--- What this task involves ---
Render every line of the items below as a Markdown table with the columns Row and Line, numbering the rows in order and leaving out blank lines.

--- Recorded information ---
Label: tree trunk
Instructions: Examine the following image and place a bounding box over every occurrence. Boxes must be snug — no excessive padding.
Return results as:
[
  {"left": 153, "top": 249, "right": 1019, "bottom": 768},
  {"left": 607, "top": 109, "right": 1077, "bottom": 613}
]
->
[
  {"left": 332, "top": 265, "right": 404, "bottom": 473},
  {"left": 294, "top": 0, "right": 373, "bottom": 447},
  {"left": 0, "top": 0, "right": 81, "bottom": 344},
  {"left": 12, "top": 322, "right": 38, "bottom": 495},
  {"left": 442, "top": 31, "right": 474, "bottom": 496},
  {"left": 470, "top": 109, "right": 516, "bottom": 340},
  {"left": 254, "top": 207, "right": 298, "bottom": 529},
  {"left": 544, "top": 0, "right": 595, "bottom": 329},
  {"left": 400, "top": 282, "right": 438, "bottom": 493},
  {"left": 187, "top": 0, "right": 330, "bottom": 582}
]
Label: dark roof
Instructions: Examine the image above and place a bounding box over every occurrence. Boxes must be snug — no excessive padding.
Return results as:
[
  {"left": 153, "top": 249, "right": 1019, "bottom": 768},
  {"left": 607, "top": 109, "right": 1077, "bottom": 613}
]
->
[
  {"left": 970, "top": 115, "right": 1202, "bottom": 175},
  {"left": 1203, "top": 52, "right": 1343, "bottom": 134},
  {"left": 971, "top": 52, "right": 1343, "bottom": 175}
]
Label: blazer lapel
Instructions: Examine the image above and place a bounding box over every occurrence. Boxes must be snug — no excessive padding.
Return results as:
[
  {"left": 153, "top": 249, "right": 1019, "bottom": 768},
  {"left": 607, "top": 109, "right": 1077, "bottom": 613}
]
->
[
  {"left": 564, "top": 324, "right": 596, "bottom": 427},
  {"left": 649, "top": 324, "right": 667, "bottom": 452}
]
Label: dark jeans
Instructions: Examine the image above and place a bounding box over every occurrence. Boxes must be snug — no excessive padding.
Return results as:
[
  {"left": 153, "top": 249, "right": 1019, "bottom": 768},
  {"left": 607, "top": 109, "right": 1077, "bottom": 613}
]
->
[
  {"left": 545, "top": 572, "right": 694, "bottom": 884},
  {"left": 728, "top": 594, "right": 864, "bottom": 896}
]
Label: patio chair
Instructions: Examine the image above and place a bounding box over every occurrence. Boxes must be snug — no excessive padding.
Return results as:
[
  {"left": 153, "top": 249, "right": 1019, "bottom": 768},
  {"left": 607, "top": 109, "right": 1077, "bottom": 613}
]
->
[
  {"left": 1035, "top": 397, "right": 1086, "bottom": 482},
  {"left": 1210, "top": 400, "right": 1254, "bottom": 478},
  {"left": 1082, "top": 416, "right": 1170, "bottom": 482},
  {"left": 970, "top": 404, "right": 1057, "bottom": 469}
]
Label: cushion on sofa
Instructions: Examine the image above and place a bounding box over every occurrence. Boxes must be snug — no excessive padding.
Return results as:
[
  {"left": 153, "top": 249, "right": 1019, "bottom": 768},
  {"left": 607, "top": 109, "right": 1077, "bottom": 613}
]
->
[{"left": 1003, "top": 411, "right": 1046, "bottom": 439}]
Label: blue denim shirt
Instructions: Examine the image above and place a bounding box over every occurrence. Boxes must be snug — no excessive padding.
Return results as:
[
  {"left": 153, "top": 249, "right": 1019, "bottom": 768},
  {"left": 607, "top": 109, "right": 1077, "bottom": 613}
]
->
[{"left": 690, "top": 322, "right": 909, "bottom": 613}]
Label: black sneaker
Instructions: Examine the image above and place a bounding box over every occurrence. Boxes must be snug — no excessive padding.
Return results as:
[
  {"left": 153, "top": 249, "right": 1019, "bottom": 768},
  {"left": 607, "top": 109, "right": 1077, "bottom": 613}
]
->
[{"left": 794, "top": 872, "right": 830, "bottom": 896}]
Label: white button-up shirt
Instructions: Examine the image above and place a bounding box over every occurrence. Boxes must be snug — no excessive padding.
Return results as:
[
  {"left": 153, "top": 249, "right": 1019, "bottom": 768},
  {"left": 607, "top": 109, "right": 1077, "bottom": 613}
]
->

--- Task result ---
| Row | Line |
|---|---|
| 1 | Label: tree trunk |
| 2 | Instructions: Examine the following image and place a bounding box over every occurrence. Boxes must be snug — no excessive padding. |
| 3 | Return results as: |
| 4 | [ |
| 5 |   {"left": 153, "top": 249, "right": 1019, "bottom": 768}, |
| 6 |   {"left": 607, "top": 109, "right": 1077, "bottom": 613} |
| 7 | ] |
| 8 | -> |
| 9 | [ |
| 10 |   {"left": 332, "top": 265, "right": 404, "bottom": 473}, |
| 11 |   {"left": 294, "top": 0, "right": 373, "bottom": 447}, |
| 12 |   {"left": 0, "top": 0, "right": 81, "bottom": 344}, |
| 13 |   {"left": 12, "top": 322, "right": 38, "bottom": 495}, |
| 14 |   {"left": 442, "top": 31, "right": 474, "bottom": 496}, |
| 15 |   {"left": 470, "top": 109, "right": 516, "bottom": 340}, |
| 16 |   {"left": 254, "top": 207, "right": 298, "bottom": 529}, |
| 17 |   {"left": 544, "top": 0, "right": 595, "bottom": 329}, |
| 18 |   {"left": 400, "top": 282, "right": 438, "bottom": 493}, |
| 19 |   {"left": 187, "top": 0, "right": 330, "bottom": 582} |
| 20 | ] |
| 21 | Label: dark roof |
| 22 | Instructions: Examine the image above and place a bounding box over every occurrence. Boxes must be snug — no excessive padding. |
| 23 | Return results as: |
| 24 | [ |
| 25 |   {"left": 153, "top": 249, "right": 1019, "bottom": 768}, |
| 26 |   {"left": 607, "top": 109, "right": 1077, "bottom": 613} |
| 27 | ] |
| 28 | -> |
| 29 | [ |
| 30 |   {"left": 970, "top": 115, "right": 1202, "bottom": 175}, |
| 31 |   {"left": 1203, "top": 52, "right": 1343, "bottom": 134}, |
| 32 |   {"left": 971, "top": 52, "right": 1343, "bottom": 175} |
| 33 | ] |
| 34 | Label: blazer lapel |
| 35 | Instructions: Examine the image above and place a bounding box over every occurrence. Boxes must be snug — no excessive padding. |
| 36 | Return results as: |
| 37 | [ |
| 38 |   {"left": 153, "top": 249, "right": 1019, "bottom": 768}, |
| 39 |   {"left": 607, "top": 109, "right": 1077, "bottom": 613} |
| 40 | ] |
| 41 | -> |
| 42 | [ |
| 43 |   {"left": 564, "top": 324, "right": 596, "bottom": 427}, |
| 44 |   {"left": 649, "top": 324, "right": 667, "bottom": 452} |
| 45 | ] |
| 46 | Label: dark jeans |
| 47 | Instructions: Examine the image above and place a bounding box over every occurrence. Boxes must be snug — no excessive padding. |
| 48 | Return results as: |
| 49 | [ |
| 50 |   {"left": 153, "top": 249, "right": 1019, "bottom": 768}, |
| 51 |   {"left": 607, "top": 109, "right": 1077, "bottom": 613} |
| 52 | ] |
| 53 | -> |
| 54 | [ |
| 55 |   {"left": 545, "top": 572, "right": 694, "bottom": 884}, |
| 56 |   {"left": 728, "top": 594, "right": 864, "bottom": 896} |
| 57 | ] |
| 58 | Label: patio chair |
| 59 | Instructions: Examine the image above and place a bounding box over every occurrence. Boxes must be snug — no excessive padding. |
| 60 | Return results as: |
| 61 | [ |
| 62 |   {"left": 153, "top": 249, "right": 1019, "bottom": 768}, |
| 63 |   {"left": 607, "top": 109, "right": 1077, "bottom": 613} |
| 64 | ] |
| 65 | -> |
| 66 | [ |
| 67 |   {"left": 1035, "top": 397, "right": 1086, "bottom": 482}, |
| 68 |   {"left": 1210, "top": 400, "right": 1254, "bottom": 478}, |
| 69 |   {"left": 1082, "top": 416, "right": 1170, "bottom": 482}, |
| 70 |   {"left": 970, "top": 404, "right": 1057, "bottom": 469} |
| 71 | ] |
| 72 | Label: cushion on sofa |
| 73 | Instructions: Examine the image above and place a bounding box over every occurrence. Boxes must be snug — no excessive padding. |
| 74 | Return results as: |
| 75 | [ |
| 76 |   {"left": 153, "top": 249, "right": 1019, "bottom": 768}, |
| 77 |   {"left": 607, "top": 109, "right": 1077, "bottom": 613} |
| 78 | ] |
| 79 | -> |
| 80 | [{"left": 1003, "top": 411, "right": 1046, "bottom": 439}] |
| 81 | Label: blue denim shirt |
| 82 | Instructions: Examine the image above and place a bounding box over every occurrence. Boxes must be snug — no excessive padding. |
| 83 | Return results as: |
| 84 | [ |
| 85 |   {"left": 153, "top": 249, "right": 1019, "bottom": 768}, |
| 86 |   {"left": 607, "top": 109, "right": 1077, "bottom": 613} |
| 87 | ] |
| 88 | -> |
| 89 | [{"left": 690, "top": 322, "right": 909, "bottom": 613}] |
| 90 | Label: black sneaker |
| 91 | Instructions: Examine the image above and place a bounding box over every occurrence. Boxes must be snug — no excessive padding. |
| 92 | Return results as: |
| 93 | [ |
| 94 |   {"left": 153, "top": 249, "right": 1019, "bottom": 768}, |
| 95 |   {"left": 607, "top": 109, "right": 1077, "bottom": 613} |
| 96 | ] |
| 97 | -> |
| 98 | [{"left": 794, "top": 872, "right": 830, "bottom": 896}] |
| 99 | Label: white button-up shirt |
| 100 | Instructions: Examine the image above and place a bounding box over every occurrence. Boxes must be snug — no excessive padding. |
| 101 | Return results as: |
| 102 | [ |
| 103 |   {"left": 153, "top": 249, "right": 1019, "bottom": 768}, |
| 104 |   {"left": 607, "top": 109, "right": 1077, "bottom": 613} |
| 105 | ] |
| 106 | -> |